**SUPPLIED RECORDS**

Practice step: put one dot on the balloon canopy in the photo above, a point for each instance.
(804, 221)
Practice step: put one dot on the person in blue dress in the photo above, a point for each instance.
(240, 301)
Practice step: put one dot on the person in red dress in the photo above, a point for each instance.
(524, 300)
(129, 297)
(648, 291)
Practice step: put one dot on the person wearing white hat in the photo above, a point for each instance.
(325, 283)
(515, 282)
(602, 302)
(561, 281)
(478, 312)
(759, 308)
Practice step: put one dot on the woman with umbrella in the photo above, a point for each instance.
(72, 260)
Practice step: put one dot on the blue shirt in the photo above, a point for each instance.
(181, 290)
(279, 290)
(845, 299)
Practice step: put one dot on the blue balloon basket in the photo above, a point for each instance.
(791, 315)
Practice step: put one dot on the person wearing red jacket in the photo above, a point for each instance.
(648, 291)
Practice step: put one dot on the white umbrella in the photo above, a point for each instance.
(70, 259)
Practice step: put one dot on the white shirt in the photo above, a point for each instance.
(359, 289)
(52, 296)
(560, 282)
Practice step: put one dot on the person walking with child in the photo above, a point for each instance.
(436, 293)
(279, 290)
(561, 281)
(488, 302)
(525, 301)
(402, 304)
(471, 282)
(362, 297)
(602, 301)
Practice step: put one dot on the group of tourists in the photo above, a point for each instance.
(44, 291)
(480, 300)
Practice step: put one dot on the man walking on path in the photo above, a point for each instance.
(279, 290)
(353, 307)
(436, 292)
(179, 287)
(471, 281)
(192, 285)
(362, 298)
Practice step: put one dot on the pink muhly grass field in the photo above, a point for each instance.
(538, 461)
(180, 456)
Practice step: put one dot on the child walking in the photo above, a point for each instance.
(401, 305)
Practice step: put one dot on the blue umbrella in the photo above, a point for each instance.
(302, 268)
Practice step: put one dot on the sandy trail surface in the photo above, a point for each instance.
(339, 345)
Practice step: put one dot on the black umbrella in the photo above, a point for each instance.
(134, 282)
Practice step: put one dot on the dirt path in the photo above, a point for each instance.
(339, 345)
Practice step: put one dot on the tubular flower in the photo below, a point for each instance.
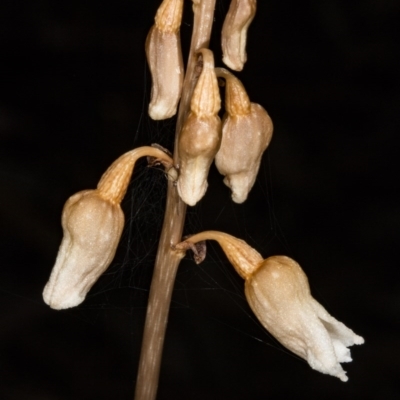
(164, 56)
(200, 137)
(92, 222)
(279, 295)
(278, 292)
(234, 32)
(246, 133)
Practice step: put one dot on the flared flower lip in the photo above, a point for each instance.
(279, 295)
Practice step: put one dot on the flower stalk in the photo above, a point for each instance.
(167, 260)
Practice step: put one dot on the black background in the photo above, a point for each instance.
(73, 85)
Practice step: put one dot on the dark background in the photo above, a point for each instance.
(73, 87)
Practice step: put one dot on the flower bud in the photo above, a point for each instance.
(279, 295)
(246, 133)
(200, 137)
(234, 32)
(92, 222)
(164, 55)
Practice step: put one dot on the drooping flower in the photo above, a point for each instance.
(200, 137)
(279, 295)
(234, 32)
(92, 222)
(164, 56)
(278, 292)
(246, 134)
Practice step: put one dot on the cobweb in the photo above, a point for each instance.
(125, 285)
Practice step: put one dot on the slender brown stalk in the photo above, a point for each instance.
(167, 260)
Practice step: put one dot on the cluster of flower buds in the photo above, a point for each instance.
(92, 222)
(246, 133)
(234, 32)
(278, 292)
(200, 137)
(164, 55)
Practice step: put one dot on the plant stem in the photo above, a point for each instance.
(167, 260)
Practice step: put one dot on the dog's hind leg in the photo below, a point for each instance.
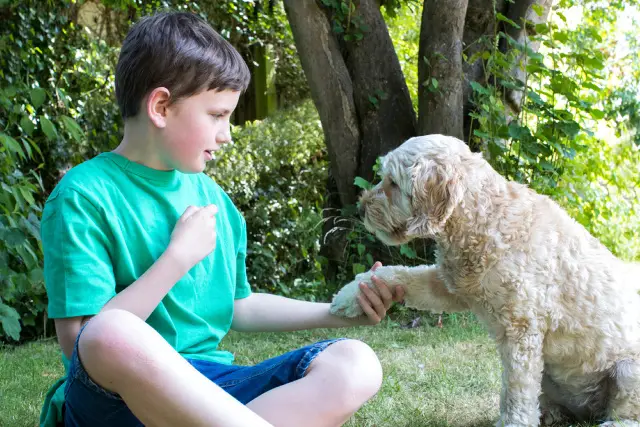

* * *

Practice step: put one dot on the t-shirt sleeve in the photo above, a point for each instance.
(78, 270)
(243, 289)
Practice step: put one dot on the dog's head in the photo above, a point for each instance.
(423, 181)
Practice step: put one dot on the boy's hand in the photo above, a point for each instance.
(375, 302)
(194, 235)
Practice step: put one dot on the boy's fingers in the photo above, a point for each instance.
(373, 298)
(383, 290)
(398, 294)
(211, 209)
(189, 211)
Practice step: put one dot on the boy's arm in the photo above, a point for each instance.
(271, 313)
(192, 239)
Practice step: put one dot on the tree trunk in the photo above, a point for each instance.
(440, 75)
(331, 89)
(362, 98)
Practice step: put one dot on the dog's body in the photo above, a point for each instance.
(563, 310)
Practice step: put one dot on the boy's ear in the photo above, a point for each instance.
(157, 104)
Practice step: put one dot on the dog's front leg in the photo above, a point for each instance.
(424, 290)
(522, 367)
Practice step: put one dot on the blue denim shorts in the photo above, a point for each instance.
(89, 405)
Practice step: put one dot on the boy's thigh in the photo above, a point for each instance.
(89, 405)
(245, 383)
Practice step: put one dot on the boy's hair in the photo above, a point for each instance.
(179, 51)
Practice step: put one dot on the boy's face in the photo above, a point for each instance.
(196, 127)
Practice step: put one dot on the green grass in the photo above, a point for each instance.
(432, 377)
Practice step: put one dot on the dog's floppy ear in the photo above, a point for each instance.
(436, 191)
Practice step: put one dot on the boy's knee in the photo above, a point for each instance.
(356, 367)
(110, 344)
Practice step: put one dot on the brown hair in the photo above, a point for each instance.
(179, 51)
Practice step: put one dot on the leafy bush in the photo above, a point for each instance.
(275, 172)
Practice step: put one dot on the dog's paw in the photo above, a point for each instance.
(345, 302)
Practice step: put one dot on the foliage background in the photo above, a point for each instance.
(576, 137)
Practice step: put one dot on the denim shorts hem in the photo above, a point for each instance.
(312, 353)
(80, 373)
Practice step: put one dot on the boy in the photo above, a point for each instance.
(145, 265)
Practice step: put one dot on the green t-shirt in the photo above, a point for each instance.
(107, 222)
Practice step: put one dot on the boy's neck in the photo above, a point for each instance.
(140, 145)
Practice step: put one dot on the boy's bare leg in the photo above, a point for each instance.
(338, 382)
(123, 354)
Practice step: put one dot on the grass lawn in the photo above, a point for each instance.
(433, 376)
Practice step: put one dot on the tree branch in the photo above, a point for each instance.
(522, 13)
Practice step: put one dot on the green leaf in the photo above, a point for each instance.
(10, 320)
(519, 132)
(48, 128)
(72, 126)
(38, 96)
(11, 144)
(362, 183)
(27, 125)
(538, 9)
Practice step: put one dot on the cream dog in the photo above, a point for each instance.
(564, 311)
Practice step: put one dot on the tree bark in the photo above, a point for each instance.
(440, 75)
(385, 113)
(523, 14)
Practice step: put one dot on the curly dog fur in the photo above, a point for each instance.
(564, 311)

**ASSIGNMENT**
Write out exactly the lines that fall from the line with "Practice step: put one dot on the cobweb" to the line with "Practice step: put one dot on the dog's hind" in the records above, keeping both ends.

**ANSWER TO THIS TASK**
Practice step: put one dot on the cobweb in the photo above, a point for each instance.
(125, 285)
Practice step: put one dot on the slender brown stalk in the photo above, a point for each instance.
(167, 260)
Practice step: put one dot on the cluster of flower buds in the photo above, a point for each instance.
(92, 222)
(246, 133)
(234, 32)
(278, 292)
(200, 137)
(164, 55)
Practice step: put one dot on the plant stem in the photo above, a point for each instance.
(167, 260)
Practice step: put one dot on the dog's hind leg in the photo below, a point for each instance.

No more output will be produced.